▶ _Texte à lire_:

Notre prénom est le premier support de notre identité. Un enfant se construit sur des modèles et le prénom fait partie de ceux sur lesquels il va s’appuyer pour bâtir sa personnalité. Je m’appelle Simone, c’est le prénom de ma grand-mère. Quelle que soit l’époque je porterai toujours un prénom désuet qui ne correspond pas à mon âge. Un prénom anachronique. Et c’est d’ailleurs ce que je suis : une vieille dame dans un corps plus jeune. Une Simone quoi.
Nous connaissons tous des Gisèle, Stéphanie, Rodrigue, Patrick, Thierry, Sandra, Steeve ou Karine. En revanche, savons-nous ce qui se cache derrière ces prénoms ? Ou si ils définissent une trajectoire ou un destin ? Si vous n’avez jamais entendu parler d’onomatologie, ce répertoire imaginé vous donnera à réfléchir.
Toute ressemblance avec des personnages réels ne serait que fortuite. Si vous vous reconnaissez mais que vous ne portez pas le prénom correspondant, ce sont des choses qui arrivent.
Plus souvent que rarement, les Ingrid sont premières de la classe et portent des lentilles de contact. Elles font semblant d’êtres timides et font la quête à la messe. Si elles sont foyalaises, elles aiment écouter des chanteurs locsés à la mode en criant leur nom comme on criait Patriiiiiick (NDLR sans que l’on sache s’il s’agit de Patrick Saint-Eloi ou Patrick Bruel, ou les deux). Les Ingrid vont à la plage le dimanche avec leurs parents et quand elles sont en âge, ont droit à un tour ou deux de jet ski pas trop loin du rivage.
Les Peggy ont un caractère bien trempé. Elles sont en revanche très fidèles en amitié et sont les reines de la fête. Dès qu’il s’agit de s’amuser elles sont les premières partantes. Cependant elles savent être sages et mesurées. Elles aiment traîner chez elles le dimanche soir ou éventuellement jouer une belotte dans le quartier avec les copines du secteur.
Les Gaëlle ont presque toutes un master en mathématique. Comment ça vous criez au scandale ? L’onomatologie est pourtant riche en émotions et vérités ! Cette science antique n’a jamais réussi à faire ses preuves alors que certains prénoms ont une trajectoire bien particulière.

▶ _Tâches et exercices_:
[1] Résumez le texte sur les prénoms en deux phrases.
[2] Réécrivez le passage du texte sur les prénoms qui va de « Notre prénom est » à « donnera à réfléchir. », en remplaçant « Simone » par « Odette ».
[3] Dans le texte sur les prénoms, relevez tous les prénoms énumérés dans la phrase qui commence par « Nous connaissons tous ».

Enregistrements d’étiquetage et de segmentation:
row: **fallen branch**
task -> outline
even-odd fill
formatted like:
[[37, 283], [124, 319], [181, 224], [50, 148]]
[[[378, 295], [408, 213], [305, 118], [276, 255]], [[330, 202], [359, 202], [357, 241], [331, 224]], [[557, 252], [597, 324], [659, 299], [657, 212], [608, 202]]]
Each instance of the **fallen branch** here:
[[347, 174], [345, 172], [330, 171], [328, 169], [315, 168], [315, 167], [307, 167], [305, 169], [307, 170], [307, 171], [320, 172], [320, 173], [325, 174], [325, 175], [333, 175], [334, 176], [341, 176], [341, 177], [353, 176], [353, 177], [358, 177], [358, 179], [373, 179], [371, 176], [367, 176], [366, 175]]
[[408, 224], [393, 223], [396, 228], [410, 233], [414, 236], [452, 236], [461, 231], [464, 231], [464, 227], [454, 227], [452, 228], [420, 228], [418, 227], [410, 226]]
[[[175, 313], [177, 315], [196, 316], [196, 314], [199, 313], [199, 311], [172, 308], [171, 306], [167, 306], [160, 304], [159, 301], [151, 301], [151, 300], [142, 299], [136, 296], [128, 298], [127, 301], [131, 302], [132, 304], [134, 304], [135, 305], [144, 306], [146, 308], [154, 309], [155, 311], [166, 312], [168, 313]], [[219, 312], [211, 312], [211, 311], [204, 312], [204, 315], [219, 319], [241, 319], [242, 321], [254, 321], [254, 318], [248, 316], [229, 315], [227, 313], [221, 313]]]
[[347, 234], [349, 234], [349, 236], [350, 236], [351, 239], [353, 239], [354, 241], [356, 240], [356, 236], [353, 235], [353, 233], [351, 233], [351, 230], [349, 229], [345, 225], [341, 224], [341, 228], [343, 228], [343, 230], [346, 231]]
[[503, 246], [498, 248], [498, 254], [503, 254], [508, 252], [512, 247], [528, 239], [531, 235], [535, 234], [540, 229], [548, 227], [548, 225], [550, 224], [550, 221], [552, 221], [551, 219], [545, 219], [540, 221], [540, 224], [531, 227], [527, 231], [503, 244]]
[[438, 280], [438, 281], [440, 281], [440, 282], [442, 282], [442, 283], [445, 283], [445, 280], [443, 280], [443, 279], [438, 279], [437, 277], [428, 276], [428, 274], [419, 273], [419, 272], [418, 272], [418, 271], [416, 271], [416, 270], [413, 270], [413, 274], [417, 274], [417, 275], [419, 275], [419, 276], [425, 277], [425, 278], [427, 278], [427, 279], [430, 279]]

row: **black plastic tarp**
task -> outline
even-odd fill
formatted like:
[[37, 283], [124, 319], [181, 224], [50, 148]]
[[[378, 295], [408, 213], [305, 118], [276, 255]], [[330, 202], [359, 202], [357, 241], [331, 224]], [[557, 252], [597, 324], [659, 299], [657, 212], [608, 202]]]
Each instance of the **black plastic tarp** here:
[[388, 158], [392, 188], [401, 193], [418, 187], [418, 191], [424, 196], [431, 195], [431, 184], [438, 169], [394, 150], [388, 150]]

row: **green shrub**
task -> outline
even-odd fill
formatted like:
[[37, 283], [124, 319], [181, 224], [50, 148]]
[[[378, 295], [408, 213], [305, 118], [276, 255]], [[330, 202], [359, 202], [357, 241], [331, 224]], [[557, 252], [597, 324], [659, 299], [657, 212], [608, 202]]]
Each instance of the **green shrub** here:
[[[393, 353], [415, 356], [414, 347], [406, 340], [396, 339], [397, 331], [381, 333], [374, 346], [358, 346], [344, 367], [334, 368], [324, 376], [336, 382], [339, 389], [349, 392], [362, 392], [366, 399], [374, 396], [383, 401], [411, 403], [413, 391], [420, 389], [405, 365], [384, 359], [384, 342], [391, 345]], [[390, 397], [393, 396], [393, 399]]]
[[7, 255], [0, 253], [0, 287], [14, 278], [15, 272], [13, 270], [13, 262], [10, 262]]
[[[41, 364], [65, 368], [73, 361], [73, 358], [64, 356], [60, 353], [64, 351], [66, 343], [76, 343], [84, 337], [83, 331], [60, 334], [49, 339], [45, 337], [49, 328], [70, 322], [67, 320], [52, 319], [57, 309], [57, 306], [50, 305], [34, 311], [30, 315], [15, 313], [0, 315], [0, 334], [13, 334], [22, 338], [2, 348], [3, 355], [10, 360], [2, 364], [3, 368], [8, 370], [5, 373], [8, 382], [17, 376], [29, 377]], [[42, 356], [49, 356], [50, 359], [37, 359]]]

▶ _Réponses_:
[1] Le texte présente le prénom comme le premier support de l’identité, sur lequel l’enfant s’appuie pour bâtir sa personnalité, en prenant l’exemple d’un prénom désuet hérité d’une grand-mère. Il propose ensuite un répertoire imaginé, placé sous le signe de l’onomatologie, qui prête des traits de caractère et des habitudes aux Ingrid, aux Peggy et aux Gaëlle.

[2]
Notre prénom est le premier support de notre identité. Un enfant se construit sur des modèles et le prénom fait partie de ceux sur lesquels il va s’appuyer pour bâtir sa personnalité. Je m’appelle Odette, c’est le prénom de ma grand-mère. Quelle que soit l’époque je porterai toujours un prénom désuet qui ne correspond pas à mon âge. Un prénom anachronique. Et c’est d’ailleurs ce que je suis : une vieille dame dans un corps plus jeune. Une Odette quoi.
Nous connaissons tous des Gisèle, Stéphanie, Rodrigue, Patrick, Thierry, Sandra, Steeve ou Karine. En revanche, savons-nous ce qui se cache derrière ces prénoms ? Ou si ils définissent une trajectoire ou un destin ? Si vous n’avez jamais entendu parler d’onomatologie, ce répertoire imaginé vous donnera à réfléchir.

[3] Gisèle, Stéphanie, Rodrigue, Patrick, Thierry, Sandra, Steeve, Karine